Entries provided:
==========
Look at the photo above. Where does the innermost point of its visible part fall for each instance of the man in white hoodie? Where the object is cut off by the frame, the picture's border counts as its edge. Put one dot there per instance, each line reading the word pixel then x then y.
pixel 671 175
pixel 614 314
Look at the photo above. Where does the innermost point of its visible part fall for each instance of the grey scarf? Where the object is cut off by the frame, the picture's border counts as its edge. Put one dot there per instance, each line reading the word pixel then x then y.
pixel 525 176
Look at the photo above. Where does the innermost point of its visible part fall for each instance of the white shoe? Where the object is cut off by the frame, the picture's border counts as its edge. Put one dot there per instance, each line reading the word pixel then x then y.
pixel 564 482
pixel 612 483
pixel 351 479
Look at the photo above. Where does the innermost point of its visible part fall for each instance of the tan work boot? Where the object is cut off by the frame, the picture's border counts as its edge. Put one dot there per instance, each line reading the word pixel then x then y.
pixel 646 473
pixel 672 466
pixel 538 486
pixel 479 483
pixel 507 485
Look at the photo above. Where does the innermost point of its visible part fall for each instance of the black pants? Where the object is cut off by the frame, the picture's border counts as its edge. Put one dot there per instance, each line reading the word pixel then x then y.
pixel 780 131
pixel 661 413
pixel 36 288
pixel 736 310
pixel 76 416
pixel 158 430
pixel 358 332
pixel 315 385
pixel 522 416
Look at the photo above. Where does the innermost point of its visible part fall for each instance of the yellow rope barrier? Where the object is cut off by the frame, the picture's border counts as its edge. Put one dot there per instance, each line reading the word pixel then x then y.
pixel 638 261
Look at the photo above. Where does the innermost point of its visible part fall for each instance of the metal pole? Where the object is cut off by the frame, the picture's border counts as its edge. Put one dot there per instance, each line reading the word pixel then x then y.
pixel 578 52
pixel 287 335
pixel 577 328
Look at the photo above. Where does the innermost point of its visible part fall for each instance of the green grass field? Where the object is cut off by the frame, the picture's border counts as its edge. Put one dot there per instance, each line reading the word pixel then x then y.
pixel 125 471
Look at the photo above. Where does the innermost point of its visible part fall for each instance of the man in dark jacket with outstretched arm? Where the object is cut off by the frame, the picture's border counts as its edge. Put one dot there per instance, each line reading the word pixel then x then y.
==========
Quote all of the records above, reproducing each line word for word and in its original order.

Task answer:
Look at the photo above. Where does the innermost point of its visible part fall for each instance of the man in white hoodie? Where the object is cut off by the frame, the picture's border counts as its edge. Put one dot there per instance, each line reading the word pixel then x then y.
pixel 671 175
pixel 614 314
Look at the photo above. Where does the innermost point of its visible part fall for each instance of the grey scarf? Where the object is cut off by the frame, the picture's border counts as its edge. Put one dot there per instance, each line reading the word pixel then x then y.
pixel 525 176
Look at the photo above. Where does the innermost point of its visible part fall for each instance of the white shoe? Where the object is cut off by the frame, the picture's border counts as its edge. Put one dot there per instance, each line reading the word pixel then x then y.
pixel 564 482
pixel 612 483
pixel 351 479
Look at the photo above. Where does the innermost point of its visible part fall for each instance of the tan work boot? Where the object is cut off by the frame, the picture's border counts as its edge. Put one dot there per instance, each line reading the word pixel then x then y.
pixel 646 473
pixel 672 466
pixel 538 486
pixel 479 483
pixel 507 485
Look at the photo above. Where does the innermost point of its visible part fall for each instance of the black pants? Where the object is cut off by the frame, the picture's border counts as its edge. Put one dot there per instance, each line reading the word pixel then x then y.
pixel 780 131
pixel 661 413
pixel 36 288
pixel 736 310
pixel 76 416
pixel 158 430
pixel 358 332
pixel 315 385
pixel 522 416
Look at the photo above. Where does the innermost point of its visible part fall for each instance of the yellow rope barrier? Where the object is cut off by the frame, the picture's border counts as its edge. Put one dot there per instance, each line reading the word pixel then x then y.
pixel 638 261
Look at the photo above. Where does the innermost point of its visible part fall for each instance of the metal pole? Where the object is cut off by the frame, the picture's border counts as its edge. Put one dot there per instance, each line reading the word pixel then x then y.
pixel 578 52
pixel 287 335
pixel 577 328
Look at the photo above. Where does the innermost point of its visible part fall for each instance of the green grass field? Where the object is cut off by the frame, the picture's border counts as its edge. Put one dot there per instance, each line reading the word pixel then x then y.
pixel 125 471
Look at the photo above. Where does the innermost point of its visible part fall for each instance of the man in dark jacket with outstretched arm? Where the object is cut off by the frame, the picture's border counts as its edge. Put one dot there per instance, each line reading the word pixel then x then y.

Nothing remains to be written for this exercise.